What needs to be done – Examine every line of the listing below. Count those containing "jacket" and state only the result.

Supplied material –
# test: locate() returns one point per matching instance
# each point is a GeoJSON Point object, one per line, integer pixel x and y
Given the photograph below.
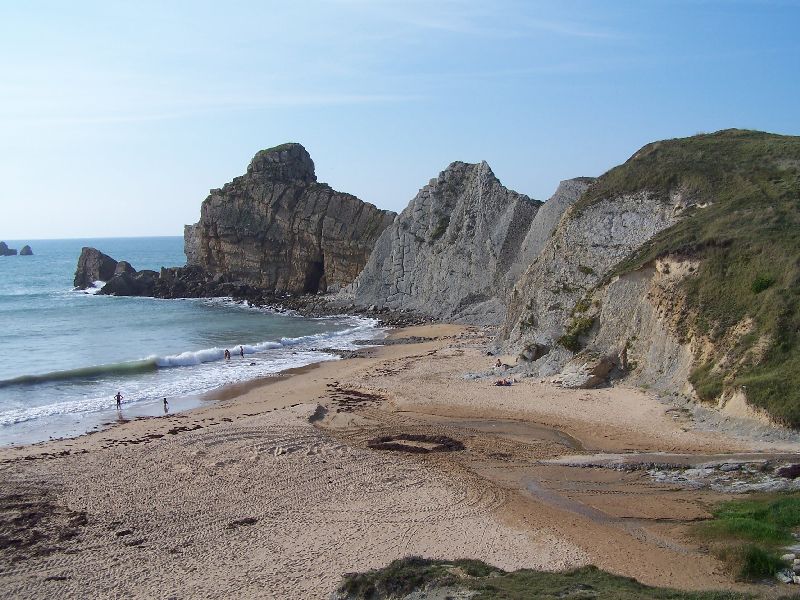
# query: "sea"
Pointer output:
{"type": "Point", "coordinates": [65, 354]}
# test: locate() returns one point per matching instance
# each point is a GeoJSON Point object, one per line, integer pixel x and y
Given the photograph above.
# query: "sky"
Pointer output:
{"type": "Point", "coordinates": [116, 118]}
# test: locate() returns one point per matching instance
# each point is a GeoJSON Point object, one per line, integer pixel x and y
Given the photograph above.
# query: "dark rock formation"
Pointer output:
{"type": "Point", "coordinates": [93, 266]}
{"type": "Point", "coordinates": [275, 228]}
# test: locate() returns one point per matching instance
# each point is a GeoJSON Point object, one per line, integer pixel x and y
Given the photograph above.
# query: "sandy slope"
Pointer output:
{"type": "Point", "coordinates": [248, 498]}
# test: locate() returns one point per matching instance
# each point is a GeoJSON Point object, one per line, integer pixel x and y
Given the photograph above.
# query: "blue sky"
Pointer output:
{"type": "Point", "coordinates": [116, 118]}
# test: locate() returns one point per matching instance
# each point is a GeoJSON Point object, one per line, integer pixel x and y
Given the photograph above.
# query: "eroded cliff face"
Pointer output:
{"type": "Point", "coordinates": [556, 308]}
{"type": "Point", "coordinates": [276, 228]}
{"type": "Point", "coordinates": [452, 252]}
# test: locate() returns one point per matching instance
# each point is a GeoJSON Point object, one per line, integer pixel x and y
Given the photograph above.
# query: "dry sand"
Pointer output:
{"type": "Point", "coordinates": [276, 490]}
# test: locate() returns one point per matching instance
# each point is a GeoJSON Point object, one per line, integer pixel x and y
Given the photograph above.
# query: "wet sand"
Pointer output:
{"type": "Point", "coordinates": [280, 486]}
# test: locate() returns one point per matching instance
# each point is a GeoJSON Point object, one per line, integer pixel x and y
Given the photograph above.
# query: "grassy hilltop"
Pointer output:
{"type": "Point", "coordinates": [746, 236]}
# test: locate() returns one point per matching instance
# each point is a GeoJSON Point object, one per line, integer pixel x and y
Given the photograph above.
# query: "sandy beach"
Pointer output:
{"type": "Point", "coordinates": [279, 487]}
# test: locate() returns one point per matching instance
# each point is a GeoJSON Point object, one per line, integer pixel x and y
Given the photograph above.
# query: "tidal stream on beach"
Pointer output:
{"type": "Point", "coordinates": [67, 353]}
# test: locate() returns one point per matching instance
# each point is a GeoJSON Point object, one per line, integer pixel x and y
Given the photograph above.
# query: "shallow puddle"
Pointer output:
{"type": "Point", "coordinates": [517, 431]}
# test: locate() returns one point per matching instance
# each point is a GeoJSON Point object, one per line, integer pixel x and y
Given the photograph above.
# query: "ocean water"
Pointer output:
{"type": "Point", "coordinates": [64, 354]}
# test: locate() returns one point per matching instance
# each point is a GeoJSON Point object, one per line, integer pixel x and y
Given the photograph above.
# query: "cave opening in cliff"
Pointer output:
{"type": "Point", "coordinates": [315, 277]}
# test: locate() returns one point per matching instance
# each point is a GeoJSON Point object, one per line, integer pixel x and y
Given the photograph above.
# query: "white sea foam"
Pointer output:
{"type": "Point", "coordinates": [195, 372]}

==

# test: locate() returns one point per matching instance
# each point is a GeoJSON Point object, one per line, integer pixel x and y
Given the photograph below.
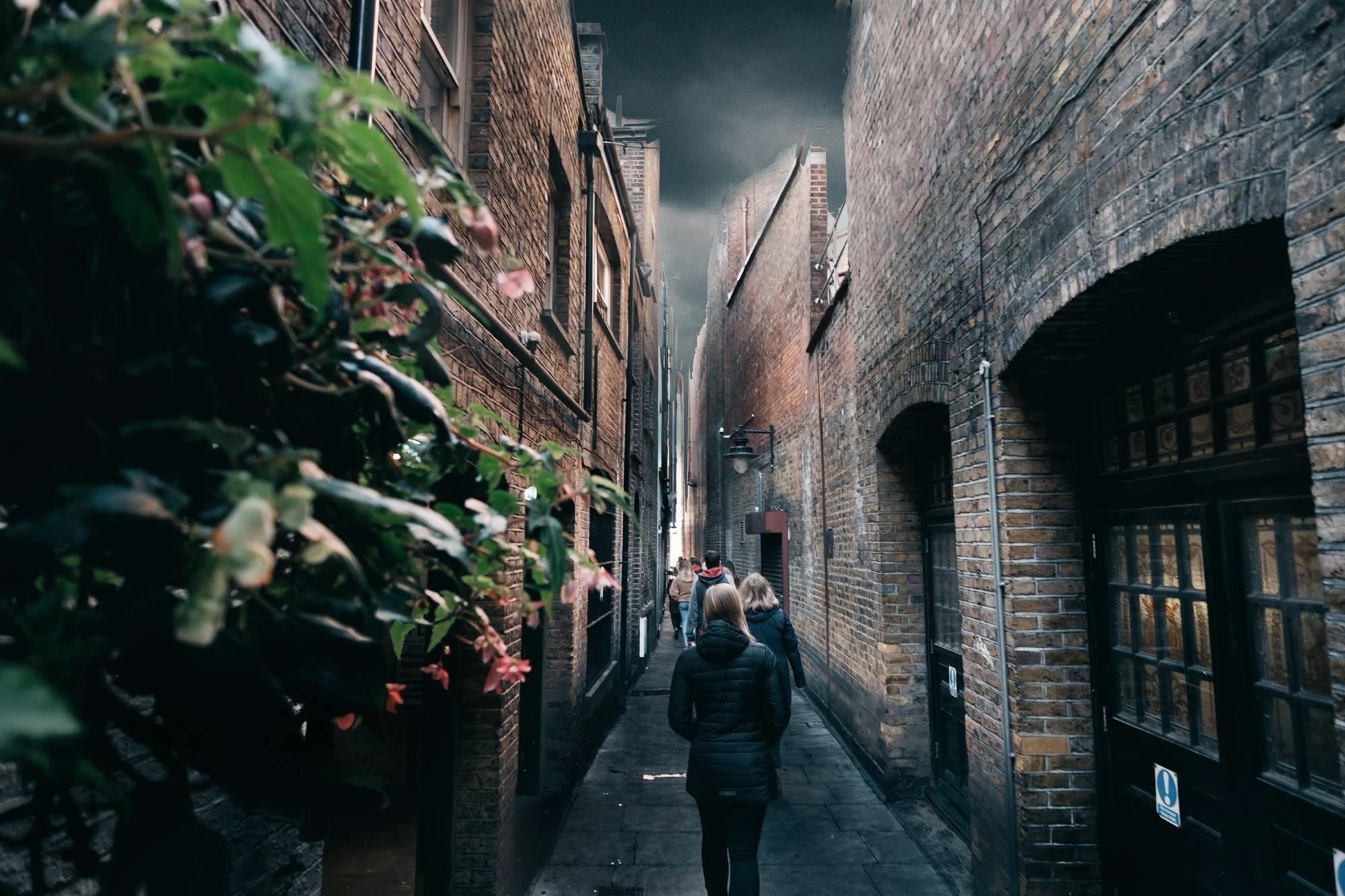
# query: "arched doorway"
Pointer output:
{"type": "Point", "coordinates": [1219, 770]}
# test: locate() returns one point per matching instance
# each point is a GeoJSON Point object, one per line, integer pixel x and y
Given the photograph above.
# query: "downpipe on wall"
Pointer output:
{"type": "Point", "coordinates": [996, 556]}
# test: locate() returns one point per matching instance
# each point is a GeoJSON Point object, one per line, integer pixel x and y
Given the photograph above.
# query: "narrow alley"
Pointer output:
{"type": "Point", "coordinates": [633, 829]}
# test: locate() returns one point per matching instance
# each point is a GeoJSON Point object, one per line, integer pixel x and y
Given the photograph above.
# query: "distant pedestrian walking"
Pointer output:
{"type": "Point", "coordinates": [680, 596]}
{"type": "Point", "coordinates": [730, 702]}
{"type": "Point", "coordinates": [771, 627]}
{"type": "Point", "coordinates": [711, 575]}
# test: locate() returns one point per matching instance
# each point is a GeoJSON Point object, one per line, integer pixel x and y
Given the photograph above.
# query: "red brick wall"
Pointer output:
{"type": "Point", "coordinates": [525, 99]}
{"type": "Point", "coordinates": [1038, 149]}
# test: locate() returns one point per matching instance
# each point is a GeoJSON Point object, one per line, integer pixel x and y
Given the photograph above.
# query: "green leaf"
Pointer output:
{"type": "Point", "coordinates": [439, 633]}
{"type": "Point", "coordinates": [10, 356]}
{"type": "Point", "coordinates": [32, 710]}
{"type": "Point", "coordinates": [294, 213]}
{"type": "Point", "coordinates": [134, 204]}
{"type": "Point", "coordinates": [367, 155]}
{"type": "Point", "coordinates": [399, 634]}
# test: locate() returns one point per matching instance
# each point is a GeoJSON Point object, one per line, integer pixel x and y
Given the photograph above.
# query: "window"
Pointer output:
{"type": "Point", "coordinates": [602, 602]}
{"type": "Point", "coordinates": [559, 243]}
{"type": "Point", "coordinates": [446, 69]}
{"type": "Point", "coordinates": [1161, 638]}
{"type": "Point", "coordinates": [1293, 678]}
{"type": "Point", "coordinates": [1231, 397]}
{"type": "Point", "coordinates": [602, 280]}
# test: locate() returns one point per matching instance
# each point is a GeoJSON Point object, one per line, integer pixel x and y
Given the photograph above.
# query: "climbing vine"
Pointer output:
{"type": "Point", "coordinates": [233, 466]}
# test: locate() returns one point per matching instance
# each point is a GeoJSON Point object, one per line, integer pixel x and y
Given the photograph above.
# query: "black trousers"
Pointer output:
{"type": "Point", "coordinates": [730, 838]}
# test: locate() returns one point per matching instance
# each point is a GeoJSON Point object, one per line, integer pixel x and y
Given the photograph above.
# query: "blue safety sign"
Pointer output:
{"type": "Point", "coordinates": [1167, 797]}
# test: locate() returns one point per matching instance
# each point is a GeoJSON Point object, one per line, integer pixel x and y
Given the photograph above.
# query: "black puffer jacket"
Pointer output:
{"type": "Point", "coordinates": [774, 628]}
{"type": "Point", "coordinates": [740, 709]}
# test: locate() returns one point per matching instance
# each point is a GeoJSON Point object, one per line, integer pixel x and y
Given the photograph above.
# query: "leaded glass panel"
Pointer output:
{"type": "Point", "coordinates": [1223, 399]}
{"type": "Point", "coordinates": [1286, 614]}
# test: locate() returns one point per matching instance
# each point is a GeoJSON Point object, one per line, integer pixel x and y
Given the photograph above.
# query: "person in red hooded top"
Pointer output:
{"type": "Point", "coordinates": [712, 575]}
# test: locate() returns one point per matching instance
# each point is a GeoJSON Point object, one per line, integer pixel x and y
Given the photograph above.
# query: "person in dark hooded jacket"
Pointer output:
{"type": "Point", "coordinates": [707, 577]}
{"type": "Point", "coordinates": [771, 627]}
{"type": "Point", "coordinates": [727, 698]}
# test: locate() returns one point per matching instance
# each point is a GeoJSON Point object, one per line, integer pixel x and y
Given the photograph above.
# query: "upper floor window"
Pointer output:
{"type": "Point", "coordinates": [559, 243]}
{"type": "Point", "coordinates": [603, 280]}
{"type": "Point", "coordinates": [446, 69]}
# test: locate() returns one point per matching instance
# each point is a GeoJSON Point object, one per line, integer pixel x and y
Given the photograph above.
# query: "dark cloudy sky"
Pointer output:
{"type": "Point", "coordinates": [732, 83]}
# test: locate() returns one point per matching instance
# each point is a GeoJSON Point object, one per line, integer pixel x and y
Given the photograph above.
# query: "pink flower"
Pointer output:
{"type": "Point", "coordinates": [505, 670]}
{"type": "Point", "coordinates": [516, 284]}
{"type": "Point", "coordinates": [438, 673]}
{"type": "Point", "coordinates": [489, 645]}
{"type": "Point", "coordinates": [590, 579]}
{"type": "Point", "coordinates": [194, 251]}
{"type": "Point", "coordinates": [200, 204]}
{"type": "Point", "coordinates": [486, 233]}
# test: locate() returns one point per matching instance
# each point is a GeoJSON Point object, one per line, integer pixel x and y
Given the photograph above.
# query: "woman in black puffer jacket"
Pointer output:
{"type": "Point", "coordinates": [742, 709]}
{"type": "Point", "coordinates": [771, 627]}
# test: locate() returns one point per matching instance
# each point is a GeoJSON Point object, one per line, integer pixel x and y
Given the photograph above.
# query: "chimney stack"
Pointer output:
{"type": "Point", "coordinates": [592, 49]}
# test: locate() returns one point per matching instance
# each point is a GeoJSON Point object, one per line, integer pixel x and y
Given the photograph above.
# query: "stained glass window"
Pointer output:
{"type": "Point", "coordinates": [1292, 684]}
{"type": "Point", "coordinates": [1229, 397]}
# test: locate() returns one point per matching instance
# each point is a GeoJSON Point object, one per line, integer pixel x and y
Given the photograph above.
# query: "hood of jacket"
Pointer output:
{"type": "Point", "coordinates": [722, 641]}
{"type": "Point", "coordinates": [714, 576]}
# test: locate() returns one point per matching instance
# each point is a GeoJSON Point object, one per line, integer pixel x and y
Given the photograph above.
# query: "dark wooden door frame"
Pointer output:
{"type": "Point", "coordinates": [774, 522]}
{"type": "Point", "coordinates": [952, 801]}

Solution for this exercise – 4